**Work item**
Your task is to copy every line of the records below that contains "black".

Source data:
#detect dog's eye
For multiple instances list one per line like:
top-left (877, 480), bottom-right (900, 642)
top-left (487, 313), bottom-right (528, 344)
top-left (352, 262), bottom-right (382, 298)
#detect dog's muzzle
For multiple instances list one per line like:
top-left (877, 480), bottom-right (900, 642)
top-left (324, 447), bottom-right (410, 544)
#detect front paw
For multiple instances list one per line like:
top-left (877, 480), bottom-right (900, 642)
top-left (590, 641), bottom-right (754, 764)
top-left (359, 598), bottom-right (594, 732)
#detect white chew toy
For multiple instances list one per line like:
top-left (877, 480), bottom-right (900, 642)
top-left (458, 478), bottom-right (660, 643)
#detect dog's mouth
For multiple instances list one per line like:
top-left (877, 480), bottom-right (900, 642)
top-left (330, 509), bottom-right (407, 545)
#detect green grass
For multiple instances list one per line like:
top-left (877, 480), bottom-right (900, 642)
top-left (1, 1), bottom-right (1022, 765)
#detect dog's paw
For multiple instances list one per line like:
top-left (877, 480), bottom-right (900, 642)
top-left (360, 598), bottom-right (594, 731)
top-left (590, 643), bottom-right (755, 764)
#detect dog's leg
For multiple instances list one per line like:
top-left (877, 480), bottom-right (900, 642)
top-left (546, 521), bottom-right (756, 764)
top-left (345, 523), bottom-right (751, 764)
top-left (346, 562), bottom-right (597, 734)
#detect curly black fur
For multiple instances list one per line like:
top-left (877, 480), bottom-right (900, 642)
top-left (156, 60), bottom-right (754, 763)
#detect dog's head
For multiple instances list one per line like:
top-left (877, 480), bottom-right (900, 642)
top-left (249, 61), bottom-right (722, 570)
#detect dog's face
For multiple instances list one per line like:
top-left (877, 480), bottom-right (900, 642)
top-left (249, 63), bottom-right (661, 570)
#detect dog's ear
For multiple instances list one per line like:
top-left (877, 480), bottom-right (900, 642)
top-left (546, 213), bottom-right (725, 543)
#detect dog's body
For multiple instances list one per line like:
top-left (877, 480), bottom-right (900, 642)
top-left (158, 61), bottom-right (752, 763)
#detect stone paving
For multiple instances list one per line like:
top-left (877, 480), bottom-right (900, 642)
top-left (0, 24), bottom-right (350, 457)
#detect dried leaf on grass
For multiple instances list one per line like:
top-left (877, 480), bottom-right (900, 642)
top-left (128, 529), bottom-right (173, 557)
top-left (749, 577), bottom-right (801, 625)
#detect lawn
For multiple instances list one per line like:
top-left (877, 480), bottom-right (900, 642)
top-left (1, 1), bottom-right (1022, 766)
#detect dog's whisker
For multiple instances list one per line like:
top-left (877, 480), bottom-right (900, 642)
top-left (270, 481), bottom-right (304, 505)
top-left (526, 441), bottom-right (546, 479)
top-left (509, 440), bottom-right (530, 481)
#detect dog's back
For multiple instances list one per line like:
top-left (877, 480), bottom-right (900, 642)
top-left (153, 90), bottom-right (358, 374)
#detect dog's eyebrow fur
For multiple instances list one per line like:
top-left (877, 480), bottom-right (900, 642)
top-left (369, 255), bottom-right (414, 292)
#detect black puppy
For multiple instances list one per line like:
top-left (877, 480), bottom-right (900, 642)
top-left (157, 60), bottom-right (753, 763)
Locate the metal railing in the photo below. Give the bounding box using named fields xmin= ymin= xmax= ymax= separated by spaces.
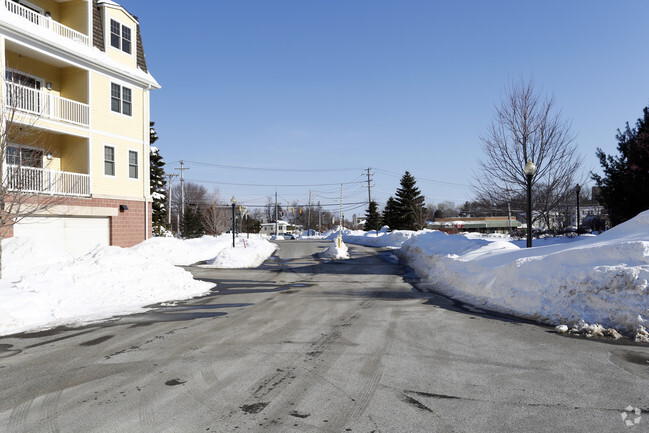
xmin=3 ymin=0 xmax=89 ymax=47
xmin=5 ymin=82 xmax=90 ymax=127
xmin=4 ymin=165 xmax=91 ymax=197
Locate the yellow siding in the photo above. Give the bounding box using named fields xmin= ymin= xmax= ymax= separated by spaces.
xmin=6 ymin=52 xmax=88 ymax=104
xmin=91 ymin=134 xmax=146 ymax=198
xmin=90 ymin=72 xmax=148 ymax=199
xmin=90 ymin=72 xmax=144 ymax=136
xmin=60 ymin=136 xmax=89 ymax=174
xmin=25 ymin=0 xmax=60 ymax=20
xmin=61 ymin=67 xmax=88 ymax=104
xmin=59 ymin=0 xmax=88 ymax=35
xmin=103 ymin=7 xmax=138 ymax=70
xmin=6 ymin=52 xmax=61 ymax=98
xmin=12 ymin=0 xmax=86 ymax=34
xmin=43 ymin=133 xmax=61 ymax=171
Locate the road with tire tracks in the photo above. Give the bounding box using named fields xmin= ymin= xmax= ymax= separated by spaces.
xmin=0 ymin=239 xmax=647 ymax=432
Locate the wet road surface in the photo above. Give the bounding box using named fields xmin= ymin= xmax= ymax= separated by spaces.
xmin=0 ymin=239 xmax=648 ymax=432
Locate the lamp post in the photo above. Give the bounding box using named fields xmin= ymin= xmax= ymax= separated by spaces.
xmin=524 ymin=159 xmax=537 ymax=248
xmin=575 ymin=184 xmax=581 ymax=235
xmin=230 ymin=196 xmax=236 ymax=248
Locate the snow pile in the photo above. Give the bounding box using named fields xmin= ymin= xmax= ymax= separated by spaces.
xmin=0 ymin=234 xmax=278 ymax=336
xmin=322 ymin=238 xmax=350 ymax=260
xmin=0 ymin=243 xmax=212 ymax=336
xmin=324 ymin=227 xmax=417 ymax=248
xmin=130 ymin=235 xmax=232 ymax=265
xmin=201 ymin=237 xmax=278 ymax=268
xmin=397 ymin=211 xmax=649 ymax=337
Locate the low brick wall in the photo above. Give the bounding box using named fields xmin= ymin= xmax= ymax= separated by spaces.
xmin=4 ymin=196 xmax=152 ymax=248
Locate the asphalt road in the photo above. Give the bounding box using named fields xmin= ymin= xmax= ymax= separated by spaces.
xmin=0 ymin=239 xmax=648 ymax=433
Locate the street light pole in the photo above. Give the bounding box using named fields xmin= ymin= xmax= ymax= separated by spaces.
xmin=230 ymin=196 xmax=236 ymax=248
xmin=576 ymin=184 xmax=581 ymax=235
xmin=524 ymin=159 xmax=537 ymax=248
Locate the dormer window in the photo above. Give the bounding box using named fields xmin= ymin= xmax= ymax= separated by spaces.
xmin=110 ymin=19 xmax=131 ymax=54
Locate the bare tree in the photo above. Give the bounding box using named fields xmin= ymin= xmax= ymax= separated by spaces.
xmin=473 ymin=78 xmax=583 ymax=228
xmin=202 ymin=189 xmax=229 ymax=235
xmin=170 ymin=181 xmax=208 ymax=231
xmin=0 ymin=77 xmax=71 ymax=277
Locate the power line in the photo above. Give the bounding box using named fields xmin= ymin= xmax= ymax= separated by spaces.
xmin=181 ymin=160 xmax=364 ymax=173
xmin=187 ymin=178 xmax=366 ymax=188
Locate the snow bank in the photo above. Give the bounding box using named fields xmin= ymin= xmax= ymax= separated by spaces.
xmin=130 ymin=235 xmax=231 ymax=265
xmin=0 ymin=234 xmax=278 ymax=336
xmin=324 ymin=227 xmax=417 ymax=248
xmin=322 ymin=238 xmax=350 ymax=259
xmin=397 ymin=211 xmax=649 ymax=336
xmin=0 ymin=243 xmax=212 ymax=336
xmin=201 ymin=237 xmax=278 ymax=268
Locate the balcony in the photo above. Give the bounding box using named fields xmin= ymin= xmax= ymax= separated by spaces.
xmin=2 ymin=0 xmax=89 ymax=48
xmin=5 ymin=82 xmax=89 ymax=127
xmin=5 ymin=165 xmax=91 ymax=197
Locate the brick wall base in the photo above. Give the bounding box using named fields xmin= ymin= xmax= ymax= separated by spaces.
xmin=5 ymin=196 xmax=152 ymax=248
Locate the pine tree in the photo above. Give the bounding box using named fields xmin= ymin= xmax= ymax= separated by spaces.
xmin=381 ymin=196 xmax=400 ymax=231
xmin=181 ymin=205 xmax=204 ymax=238
xmin=365 ymin=200 xmax=382 ymax=231
xmin=394 ymin=171 xmax=427 ymax=230
xmin=592 ymin=106 xmax=649 ymax=226
xmin=149 ymin=122 xmax=168 ymax=235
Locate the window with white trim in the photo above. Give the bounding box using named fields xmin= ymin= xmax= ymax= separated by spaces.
xmin=6 ymin=145 xmax=43 ymax=168
xmin=110 ymin=19 xmax=132 ymax=54
xmin=104 ymin=145 xmax=115 ymax=176
xmin=128 ymin=150 xmax=138 ymax=179
xmin=111 ymin=83 xmax=132 ymax=116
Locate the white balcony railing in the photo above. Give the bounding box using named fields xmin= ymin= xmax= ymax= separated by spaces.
xmin=5 ymin=165 xmax=91 ymax=197
xmin=3 ymin=0 xmax=89 ymax=47
xmin=5 ymin=82 xmax=90 ymax=127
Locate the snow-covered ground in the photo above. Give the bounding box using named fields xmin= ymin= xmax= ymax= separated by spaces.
xmin=0 ymin=235 xmax=277 ymax=336
xmin=327 ymin=211 xmax=649 ymax=341
xmin=2 ymin=211 xmax=648 ymax=341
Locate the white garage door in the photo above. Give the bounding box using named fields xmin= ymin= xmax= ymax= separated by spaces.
xmin=14 ymin=216 xmax=110 ymax=256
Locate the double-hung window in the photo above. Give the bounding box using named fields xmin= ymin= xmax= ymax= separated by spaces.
xmin=128 ymin=150 xmax=138 ymax=179
xmin=111 ymin=83 xmax=132 ymax=116
xmin=104 ymin=146 xmax=115 ymax=176
xmin=110 ymin=19 xmax=132 ymax=54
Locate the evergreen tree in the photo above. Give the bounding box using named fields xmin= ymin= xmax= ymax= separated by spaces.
xmin=180 ymin=205 xmax=204 ymax=238
xmin=592 ymin=106 xmax=649 ymax=226
xmin=365 ymin=200 xmax=382 ymax=231
xmin=381 ymin=196 xmax=400 ymax=231
xmin=149 ymin=122 xmax=168 ymax=235
xmin=394 ymin=171 xmax=427 ymax=230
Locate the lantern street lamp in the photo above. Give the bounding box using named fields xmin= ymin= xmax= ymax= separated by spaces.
xmin=230 ymin=196 xmax=237 ymax=248
xmin=575 ymin=184 xmax=581 ymax=235
xmin=524 ymin=159 xmax=537 ymax=248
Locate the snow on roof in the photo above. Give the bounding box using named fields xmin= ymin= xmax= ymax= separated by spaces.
xmin=97 ymin=0 xmax=139 ymax=22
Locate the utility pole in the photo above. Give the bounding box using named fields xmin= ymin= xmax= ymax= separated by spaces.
xmin=338 ymin=183 xmax=343 ymax=247
xmin=307 ymin=190 xmax=312 ymax=235
xmin=318 ymin=200 xmax=321 ymax=233
xmin=274 ymin=188 xmax=278 ymax=236
xmin=175 ymin=161 xmax=189 ymax=222
xmin=166 ymin=173 xmax=178 ymax=227
xmin=364 ymin=168 xmax=374 ymax=204
xmin=506 ymin=189 xmax=512 ymax=234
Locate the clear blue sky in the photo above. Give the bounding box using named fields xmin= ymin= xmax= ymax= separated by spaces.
xmin=120 ymin=0 xmax=649 ymax=216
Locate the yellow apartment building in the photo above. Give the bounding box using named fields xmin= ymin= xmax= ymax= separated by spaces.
xmin=0 ymin=0 xmax=159 ymax=254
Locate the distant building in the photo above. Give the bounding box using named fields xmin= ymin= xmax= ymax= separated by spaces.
xmin=260 ymin=221 xmax=303 ymax=236
xmin=427 ymin=217 xmax=522 ymax=234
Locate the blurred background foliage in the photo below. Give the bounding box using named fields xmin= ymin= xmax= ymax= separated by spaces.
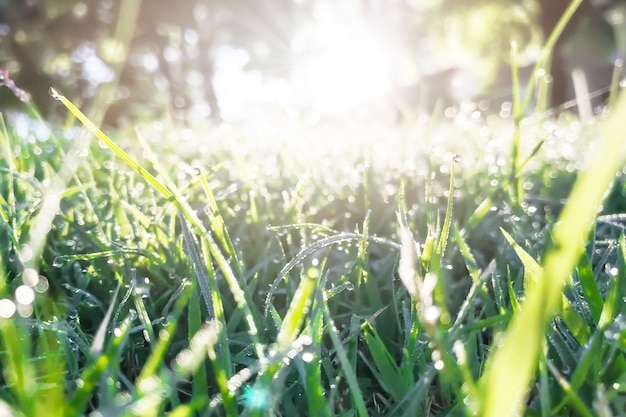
xmin=0 ymin=0 xmax=624 ymax=126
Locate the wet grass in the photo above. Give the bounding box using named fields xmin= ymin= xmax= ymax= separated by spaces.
xmin=0 ymin=3 xmax=625 ymax=412
xmin=1 ymin=78 xmax=625 ymax=417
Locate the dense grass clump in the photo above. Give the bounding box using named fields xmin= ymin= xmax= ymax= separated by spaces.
xmin=0 ymin=78 xmax=625 ymax=417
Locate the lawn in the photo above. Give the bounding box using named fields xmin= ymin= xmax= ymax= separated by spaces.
xmin=0 ymin=75 xmax=625 ymax=417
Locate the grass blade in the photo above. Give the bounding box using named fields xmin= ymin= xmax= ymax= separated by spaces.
xmin=180 ymin=216 xmax=215 ymax=321
xmin=65 ymin=313 xmax=134 ymax=417
xmin=476 ymin=75 xmax=626 ymax=417
xmin=322 ymin=293 xmax=369 ymax=417
xmin=362 ymin=322 xmax=406 ymax=401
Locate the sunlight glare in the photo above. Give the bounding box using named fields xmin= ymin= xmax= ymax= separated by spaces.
xmin=295 ymin=25 xmax=391 ymax=115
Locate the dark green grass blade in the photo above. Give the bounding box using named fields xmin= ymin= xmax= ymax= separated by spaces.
xmin=321 ymin=293 xmax=369 ymax=417
xmin=576 ymin=253 xmax=604 ymax=325
xmin=547 ymin=361 xmax=595 ymax=417
xmin=180 ymin=216 xmax=215 ymax=321
xmin=386 ymin=366 xmax=436 ymax=416
xmin=362 ymin=322 xmax=407 ymax=402
xmin=502 ymin=228 xmax=590 ymax=343
xmin=65 ymin=312 xmax=134 ymax=417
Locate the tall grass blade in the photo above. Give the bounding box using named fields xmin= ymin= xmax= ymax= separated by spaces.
xmin=51 ymin=88 xmax=174 ymax=201
xmin=520 ymin=0 xmax=583 ymax=113
xmin=477 ymin=78 xmax=626 ymax=417
xmin=608 ymin=59 xmax=623 ymax=109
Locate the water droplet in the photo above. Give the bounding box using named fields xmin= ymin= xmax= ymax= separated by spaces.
xmin=15 ymin=285 xmax=35 ymax=305
xmin=49 ymin=87 xmax=61 ymax=101
xmin=0 ymin=299 xmax=16 ymax=318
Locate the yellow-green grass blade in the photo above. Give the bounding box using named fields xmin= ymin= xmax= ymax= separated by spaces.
xmin=520 ymin=0 xmax=583 ymax=114
xmin=476 ymin=81 xmax=626 ymax=417
xmin=133 ymin=128 xmax=263 ymax=361
xmin=0 ymin=315 xmax=37 ymax=416
xmin=433 ymin=157 xmax=456 ymax=325
xmin=52 ymin=248 xmax=161 ymax=267
xmin=51 ymin=89 xmax=174 ymax=201
xmin=303 ymin=291 xmax=331 ymax=417
xmin=276 ymin=271 xmax=316 ymax=350
xmin=608 ymin=60 xmax=623 ymax=110
xmin=501 ymin=228 xmax=540 ymax=292
xmin=198 ymin=167 xmax=244 ymax=275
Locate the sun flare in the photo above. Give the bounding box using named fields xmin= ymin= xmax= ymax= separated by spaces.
xmin=292 ymin=24 xmax=392 ymax=115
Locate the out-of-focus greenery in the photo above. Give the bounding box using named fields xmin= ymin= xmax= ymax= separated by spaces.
xmin=0 ymin=0 xmax=622 ymax=126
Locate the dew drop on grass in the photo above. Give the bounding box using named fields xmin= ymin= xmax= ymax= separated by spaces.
xmin=15 ymin=285 xmax=35 ymax=305
xmin=49 ymin=87 xmax=61 ymax=101
xmin=0 ymin=299 xmax=16 ymax=318
xmin=114 ymin=391 xmax=132 ymax=407
xmin=134 ymin=277 xmax=151 ymax=298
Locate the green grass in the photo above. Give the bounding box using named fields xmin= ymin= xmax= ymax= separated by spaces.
xmin=1 ymin=83 xmax=625 ymax=416
xmin=1 ymin=3 xmax=626 ymax=413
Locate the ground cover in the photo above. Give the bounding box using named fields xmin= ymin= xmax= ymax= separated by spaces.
xmin=0 ymin=81 xmax=625 ymax=417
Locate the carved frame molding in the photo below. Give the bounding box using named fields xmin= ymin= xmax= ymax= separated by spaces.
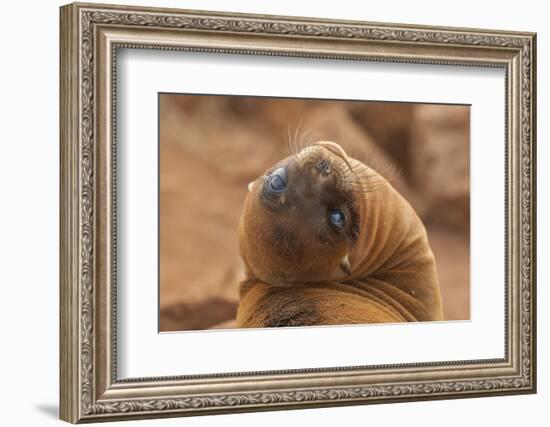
xmin=60 ymin=2 xmax=536 ymax=423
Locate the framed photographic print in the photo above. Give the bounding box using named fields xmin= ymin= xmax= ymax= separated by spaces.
xmin=59 ymin=2 xmax=537 ymax=423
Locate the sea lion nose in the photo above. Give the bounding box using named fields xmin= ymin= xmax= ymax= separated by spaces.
xmin=315 ymin=158 xmax=332 ymax=176
xmin=314 ymin=141 xmax=353 ymax=171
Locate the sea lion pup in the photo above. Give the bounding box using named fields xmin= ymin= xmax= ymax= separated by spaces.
xmin=236 ymin=141 xmax=443 ymax=327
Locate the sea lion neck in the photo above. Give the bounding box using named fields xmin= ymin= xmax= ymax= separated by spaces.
xmin=346 ymin=166 xmax=407 ymax=276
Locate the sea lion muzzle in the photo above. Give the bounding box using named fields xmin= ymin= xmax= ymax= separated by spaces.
xmin=239 ymin=143 xmax=358 ymax=285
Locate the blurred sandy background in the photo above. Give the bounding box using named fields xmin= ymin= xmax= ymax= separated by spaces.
xmin=159 ymin=94 xmax=470 ymax=331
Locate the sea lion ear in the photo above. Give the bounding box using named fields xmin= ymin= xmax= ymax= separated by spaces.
xmin=248 ymin=181 xmax=255 ymax=192
xmin=339 ymin=254 xmax=352 ymax=275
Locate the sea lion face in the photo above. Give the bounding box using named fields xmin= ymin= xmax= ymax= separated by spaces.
xmin=238 ymin=142 xmax=361 ymax=285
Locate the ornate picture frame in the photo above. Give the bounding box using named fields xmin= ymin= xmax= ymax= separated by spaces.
xmin=60 ymin=2 xmax=536 ymax=423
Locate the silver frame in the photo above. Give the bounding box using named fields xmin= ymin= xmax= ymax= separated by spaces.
xmin=60 ymin=2 xmax=536 ymax=423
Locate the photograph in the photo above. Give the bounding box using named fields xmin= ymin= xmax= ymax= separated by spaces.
xmin=57 ymin=3 xmax=536 ymax=422
xmin=159 ymin=94 xmax=471 ymax=331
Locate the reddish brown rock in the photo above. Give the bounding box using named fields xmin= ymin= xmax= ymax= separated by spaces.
xmin=409 ymin=104 xmax=470 ymax=232
xmin=349 ymin=102 xmax=416 ymax=181
xmin=158 ymin=95 xmax=471 ymax=330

**Exercise output**
#detect curly black fur
#detect black puppy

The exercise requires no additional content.